**DOCUMENT SOURCE:**
------------------------------

X.________, né en 1991 au Kosovo et ressortissant belge, est gérant d’un magasin A.________, rue [aaaaa] à Z.________. À ce titre, il réalise un revenu mensuel brut d’environ 5’900 francs, mais ne perçoit pas de bonus ou de commissions.
13 mars 2020, le Conseil fédéral a adopté l’Ordonnance 2 Covid-19.
Le 16 mars 2020 (entrée en vigueur le 17 mars 2020), il a décrété l’existence d’une situation extraordinaire au sens de l’article 7 de la loi sur les épidémies (LEp). À partir de cette date, et aussi les 18 et 19 mars 2020, l’article 6 de cette ordonnance prévoyait que les établissements publics – notamment les magasins et les marchés – étaient fermés (al. 2 let. a), mais que la fermeture ne s’appliquait pas aux « magasins d’alimentation et autres magasins (p. ex. kiosques, shops de stations-service), pour autant qu’ils vendent des denrées alimentaires ou des biens de consommation courante » (al. 3 let. a).
Un rapport explicatif de l’Office fédéral de la santé publique (ci-après : OFSP), état au 19 mars 2020, à 08h00, indiquait que les grands magasins devaient « être accessibles uniquement pour les aliments et les marchandises d’usage quotidien comme la presse, la nourriture pour animaux, le tabac, les articles d’hygiène et de papeterie ».
D’après l’article 10d de l’ordonnance, dans la même version, quiconque, intentionnellement, s’opposait aux mesures visées à l’article 6 était puni d’une peine privative de liberté de trois ans au plus ou d’une peine pécuniaire, à moins qu’il n’ait commis une infraction plus grave au sens du code pénal. Cette disposition est entrée en vigueur le 17 mars 2020 et l’est restée jusqu’à l’abrogation de l’ordonnance, le 22 juin 2020.
Le 26 mars 2020 (date de l’entrée en vigueur), l’ordonnance 2 Covid-19 a été modifiée. La sanction pénale examinée dans la présente procédure, qui figurait à l’article 10d, a alors été inscrite à l’article 10f de l’ordonnance (voir http://www.admin.ch, recueil systématique, RS 818.101.24 sous « Toutes les versions »).
Par ordonnance pénale du 1er avril 2020, le ministère public a condamné X.________ à 20 jours-amende à 50 francs (total : 1’000 francs), avec sursis pendant 2 ans, et aux frais de la cause, arrêtés à 400 francs. Il retenait les faits suivants : « À Z.________, entre le 16 (sic) et le 19 mars 2020, X.________, gérant du magasin A.________ de la rue [aaaaa], a omis de prendre les mesures édictées par le Conseil fédéral et par l’Office fédéral de la santé publique afin d’endiguer la progression du coronavirus, laissant un libre accès aux articles qui n’étaient pas de première nécessité et ne veillant pas au respect, par sa clientèle, des règles d’éloignement social, alors que le service de la consommation et des affaires vétérinaires avait expressément rappelé ces obligations à la direction des magasins A.________ pour le canton de Neuchâtel, par un courriel du 18 mars ». Les dispositions légales appliquées étaient les articles 6 al. 4 (sic) et 10f (sic) al. 1er de l’Ordonnance 2 Covid-19.

------------------------------

**MISE EN PRATIQUE:**
**1)** Recopiez tout le passage du document source, depuis « 13 mars 2020, le » jusqu'à « (al. 3 let. a). ».
**2)** Répondez à ces questions d'après le document source :
(a) En quelle année le gérant du magasin est-il né ?
(b) À quelle date l'ordonnance a-t-elle été abrogée ?
(c) Quel est le montant total des jours-amende prononcés par le ministère public ?

**EXTRAIT DE DONNÉES:**

------------------------------

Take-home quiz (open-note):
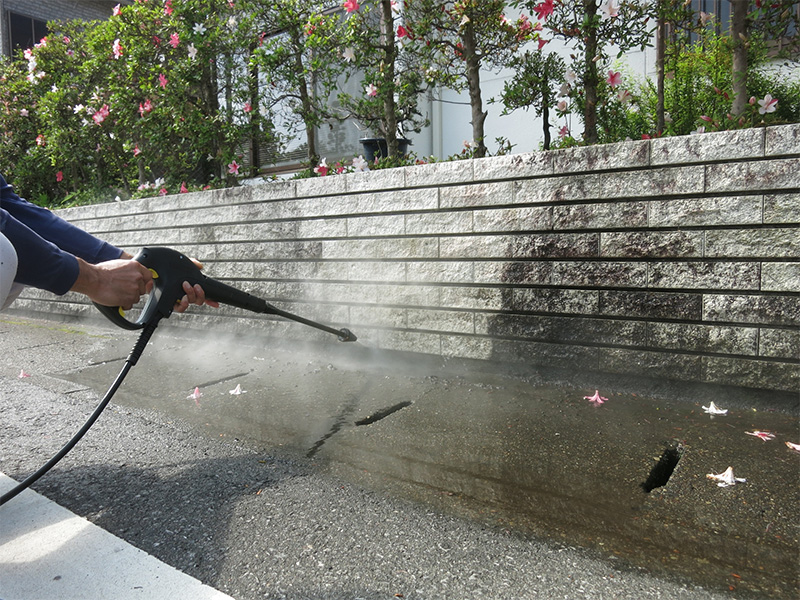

------------------------------

**RÉPONSES DANS L'ORDRE:**
**1)**
13 mars 2020, le Conseil fédéral a adopté l’Ordonnance 2 Covid-19.
Le 16 mars 2020 (entrée en vigueur le 17 mars 2020), il a décrété l’existence d’une situation extraordinaire au sens de l’article 7 de la loi sur les épidémies (LEp). À partir de cette date, et aussi les 18 et 19 mars 2020, l’article 6 de cette ordonnance prévoyait que les établissements publics – notamment les magasins et les marchés – étaient fermés (al. 2 let. a), mais que la fermeture ne s’appliquait pas aux « magasins d’alimentation et autres magasins (p. ex. kiosques, shops de stations-service), pour autant qu’ils vendent des denrées alimentaires ou des biens de consommation courante » (al. 3 let. a).

**2)**
(a) En 1991.
(b) Le 22 juin 2020.
(c) 1'000 francs.